[Items listed in a dataset]

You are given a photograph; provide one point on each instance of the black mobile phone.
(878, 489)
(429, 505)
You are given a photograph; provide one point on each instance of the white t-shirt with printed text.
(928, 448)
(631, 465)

■ WHAT THIS TASK INVOLVES: Reply by returning the full set of records above exactly.

■ TASK RESPONSE:
You are given a photograph; provide one point on each instance of the black mobile phone.
(878, 489)
(429, 505)
You are given a photograph; provide one point on each instance of the white t-shirt with printed text.
(928, 448)
(631, 465)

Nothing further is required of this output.